## [Stored data]

=-=-=-=-=

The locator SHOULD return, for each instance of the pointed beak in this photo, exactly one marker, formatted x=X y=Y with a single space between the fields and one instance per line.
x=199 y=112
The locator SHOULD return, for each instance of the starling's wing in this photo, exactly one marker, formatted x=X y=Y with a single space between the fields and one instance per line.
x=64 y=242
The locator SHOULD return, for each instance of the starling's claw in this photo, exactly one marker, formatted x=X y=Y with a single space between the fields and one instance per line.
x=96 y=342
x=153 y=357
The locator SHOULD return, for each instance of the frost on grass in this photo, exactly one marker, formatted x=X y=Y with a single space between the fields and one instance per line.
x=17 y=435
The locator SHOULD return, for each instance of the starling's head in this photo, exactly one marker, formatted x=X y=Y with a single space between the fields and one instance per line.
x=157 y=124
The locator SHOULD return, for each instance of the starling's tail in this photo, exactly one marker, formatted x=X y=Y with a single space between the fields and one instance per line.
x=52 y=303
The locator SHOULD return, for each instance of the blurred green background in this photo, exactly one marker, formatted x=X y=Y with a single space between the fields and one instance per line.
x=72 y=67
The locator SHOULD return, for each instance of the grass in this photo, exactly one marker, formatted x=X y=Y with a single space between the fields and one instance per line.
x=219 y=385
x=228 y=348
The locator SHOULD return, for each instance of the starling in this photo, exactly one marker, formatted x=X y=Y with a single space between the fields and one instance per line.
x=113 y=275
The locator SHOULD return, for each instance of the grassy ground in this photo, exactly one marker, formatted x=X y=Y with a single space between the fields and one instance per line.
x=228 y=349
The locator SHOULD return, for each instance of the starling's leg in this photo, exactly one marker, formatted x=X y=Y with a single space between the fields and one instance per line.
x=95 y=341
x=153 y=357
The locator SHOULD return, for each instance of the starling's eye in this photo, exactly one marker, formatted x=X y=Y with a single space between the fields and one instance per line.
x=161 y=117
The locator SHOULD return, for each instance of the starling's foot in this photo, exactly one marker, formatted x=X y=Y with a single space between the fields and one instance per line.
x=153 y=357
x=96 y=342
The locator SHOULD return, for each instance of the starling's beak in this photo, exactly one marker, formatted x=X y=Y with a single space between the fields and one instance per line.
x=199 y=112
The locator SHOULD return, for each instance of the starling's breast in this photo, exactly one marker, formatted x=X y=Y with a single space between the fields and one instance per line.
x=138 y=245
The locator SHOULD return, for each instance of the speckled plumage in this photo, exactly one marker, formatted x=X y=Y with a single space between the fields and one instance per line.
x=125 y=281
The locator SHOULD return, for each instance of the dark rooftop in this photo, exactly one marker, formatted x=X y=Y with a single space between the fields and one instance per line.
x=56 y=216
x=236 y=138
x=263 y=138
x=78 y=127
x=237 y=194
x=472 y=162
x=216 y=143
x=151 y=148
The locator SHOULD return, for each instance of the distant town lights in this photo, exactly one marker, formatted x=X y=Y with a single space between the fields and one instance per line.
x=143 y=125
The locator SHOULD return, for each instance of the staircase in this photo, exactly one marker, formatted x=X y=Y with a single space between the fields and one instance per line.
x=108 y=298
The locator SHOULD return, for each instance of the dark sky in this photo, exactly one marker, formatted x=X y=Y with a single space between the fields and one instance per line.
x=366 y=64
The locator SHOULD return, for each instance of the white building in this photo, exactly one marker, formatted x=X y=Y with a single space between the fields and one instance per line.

=-=-=-=-=

## [WHAT IS EXPECTED]
The records shown above are to be retyped exactly, with none omitted.

## [FINISHED TASK]
The locator SHOULD return, for each instance of the pointed beak in this photo, exactly one marker, formatted x=X y=Y with a single space between the fields and one instance per line.
x=199 y=112
The locator SHOULD return, for each instance of the starling's wing in this photo, exactly one marker, formatted x=X y=Y with a single space between the fields and one instance per line.
x=64 y=242
The locator SHOULD return, for each instance of the starling's claw in this photo, exactly one marker, formatted x=X y=Y with a single space between the fields and one instance per line.
x=96 y=342
x=153 y=357
The locator SHOULD return, for each instance of the frost on grass in this photo, exactly one marker, formatted x=X y=Y with a single space between the fields and one instance per line.
x=17 y=435
The locator SHOULD return, for each instance of the starling's head in this photo, exactly one marker, formatted x=X y=Y with a single space between the fields and one instance per line.
x=157 y=124
The locator SHOULD return, for each instance of the starling's tail in this photo, exactly one marker, formatted x=X y=Y with a single space between the fields and one instance per line.
x=52 y=303
The locator SHOULD return, for each instance of the blurred green background in this photo, exactly one marker, formatted x=X y=Y with a single space between the fields and one instance per line.
x=72 y=67
The locator SHOULD return, for each instance of the grass in this photo, exactly one marker, formatted x=X y=Y with a single space between the fields and one instance per line.
x=219 y=385
x=228 y=348
The locator SHOULD return, for each instance of the starling in this photo, exactly one marker, formatted x=X y=Y with a single space between the fields and one instance per line.
x=113 y=275
The locator SHOULD return, for each instance of the grassy ground in this photo, exactly one marker, formatted x=X y=Y with a single space between the fields and one instance per line.
x=228 y=349
The locator SHOULD return, for each instance of the starling's leg in this photo, exactly one marker, formatted x=X y=Y with a single space between the fields and one instance per line.
x=95 y=341
x=153 y=357
The locator SHOULD return, for each instance of the starling's eye in this photo, exactly one marker, formatted x=X y=Y with a single space between the fields and one instance per line.
x=161 y=117
The locator SHOULD return, for each instance of the starling's foot in this photo, exactly one marker, formatted x=X y=Y with a single space between the fields and one instance per line.
x=153 y=357
x=96 y=342
The locator SHOULD return, for each instance of the starling's beak in this photo, exactly one marker, formatted x=X y=Y with a single space between the fields and one instance per line.
x=199 y=112
The locator SHOULD return, for each instance of the starling's breast in this photo, exactly one marker, formatted x=X y=Y with a single space between the fields and one instance per line.
x=138 y=245
The locator SHOULD return, for each instance of the speckled plumage in this photo, exactly one marker, formatted x=X y=Y with a single space between the fields and one instance per line.
x=125 y=281
The locator SHOULD return, for each instance of the dark rooftop in this photo, exactly one marker, formatted x=X y=Y with a single space between the fields and one instance per line.
x=56 y=216
x=236 y=138
x=263 y=138
x=78 y=127
x=237 y=194
x=472 y=162
x=216 y=143
x=151 y=148
The locator SHOULD return, for each instance of the distant town lights in this photo, exactly one marker, formatted x=X y=Y with a single space between the fields and one instance per line.
x=143 y=125
The locator SHOULD return, for each instance of the staircase in this photo, exactly one marker, formatted x=X y=Y with a single space between the fields and one instance per line.
x=108 y=298
The locator SHOULD return, for each instance of the dark sky in this photo, exactly one marker, formatted x=X y=Y with a single space between the fields and one instance per line.
x=366 y=64
The locator SHOULD return, for each instance of the white building in this photo, exactly one marker, formatted x=X y=Y with a single space between the fields and one instance per line.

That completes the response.